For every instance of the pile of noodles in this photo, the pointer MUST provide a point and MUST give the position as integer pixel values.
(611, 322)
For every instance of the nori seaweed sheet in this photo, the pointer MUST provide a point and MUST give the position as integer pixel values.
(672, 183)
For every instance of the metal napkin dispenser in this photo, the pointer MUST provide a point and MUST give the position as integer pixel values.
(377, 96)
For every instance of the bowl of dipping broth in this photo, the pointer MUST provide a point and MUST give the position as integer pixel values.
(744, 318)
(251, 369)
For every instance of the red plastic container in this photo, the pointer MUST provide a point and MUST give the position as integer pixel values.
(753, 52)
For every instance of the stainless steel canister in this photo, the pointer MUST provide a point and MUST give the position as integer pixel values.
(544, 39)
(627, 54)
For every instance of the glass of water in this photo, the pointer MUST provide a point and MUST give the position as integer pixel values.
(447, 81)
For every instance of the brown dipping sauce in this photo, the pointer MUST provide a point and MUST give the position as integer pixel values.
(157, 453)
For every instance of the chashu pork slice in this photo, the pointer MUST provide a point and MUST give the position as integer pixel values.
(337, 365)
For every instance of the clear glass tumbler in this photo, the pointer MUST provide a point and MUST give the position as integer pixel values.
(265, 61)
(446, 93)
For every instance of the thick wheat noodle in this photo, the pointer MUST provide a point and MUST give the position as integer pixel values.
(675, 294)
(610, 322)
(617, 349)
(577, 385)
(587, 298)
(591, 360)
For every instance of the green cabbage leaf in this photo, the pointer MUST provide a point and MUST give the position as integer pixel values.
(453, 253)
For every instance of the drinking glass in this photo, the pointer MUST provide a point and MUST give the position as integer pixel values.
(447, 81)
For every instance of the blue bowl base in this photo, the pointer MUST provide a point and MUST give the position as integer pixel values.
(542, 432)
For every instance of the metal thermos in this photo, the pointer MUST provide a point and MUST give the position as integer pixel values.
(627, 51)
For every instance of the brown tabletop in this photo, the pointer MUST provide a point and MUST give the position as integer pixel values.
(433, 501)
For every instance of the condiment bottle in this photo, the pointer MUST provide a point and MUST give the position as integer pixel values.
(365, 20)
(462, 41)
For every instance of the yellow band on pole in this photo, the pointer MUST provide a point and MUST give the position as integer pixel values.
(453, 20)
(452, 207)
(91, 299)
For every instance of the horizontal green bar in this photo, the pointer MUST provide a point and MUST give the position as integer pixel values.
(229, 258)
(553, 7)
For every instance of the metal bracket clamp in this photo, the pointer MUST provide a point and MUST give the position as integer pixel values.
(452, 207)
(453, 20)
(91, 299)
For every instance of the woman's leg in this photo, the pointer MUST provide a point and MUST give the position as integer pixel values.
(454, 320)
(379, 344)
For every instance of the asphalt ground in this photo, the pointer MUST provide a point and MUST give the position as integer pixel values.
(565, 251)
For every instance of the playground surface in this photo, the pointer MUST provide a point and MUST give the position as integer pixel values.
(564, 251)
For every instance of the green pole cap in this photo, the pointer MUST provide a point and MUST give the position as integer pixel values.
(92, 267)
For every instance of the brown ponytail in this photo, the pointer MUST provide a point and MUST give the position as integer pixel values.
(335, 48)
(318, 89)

════════

TASK DESCRIPTION: Your answer must be the lines from the one containing "For every instance of the playground" to the last line of the entries, repeated exactly and with nothing else.

TASK RESULT:
For every instance of the playground surface in this photo, the pointer MUST provide a point and MUST give the position as integer pixel values.
(564, 251)
For every instance of the green pole cap in this photo, the pointer MUST provide a point and MUST give the position as integer pixel values.
(92, 267)
For every instance of the brown ponytail in this photo, the pointer MUST provide a point and MUST give the position as integer pixel values.
(335, 48)
(318, 89)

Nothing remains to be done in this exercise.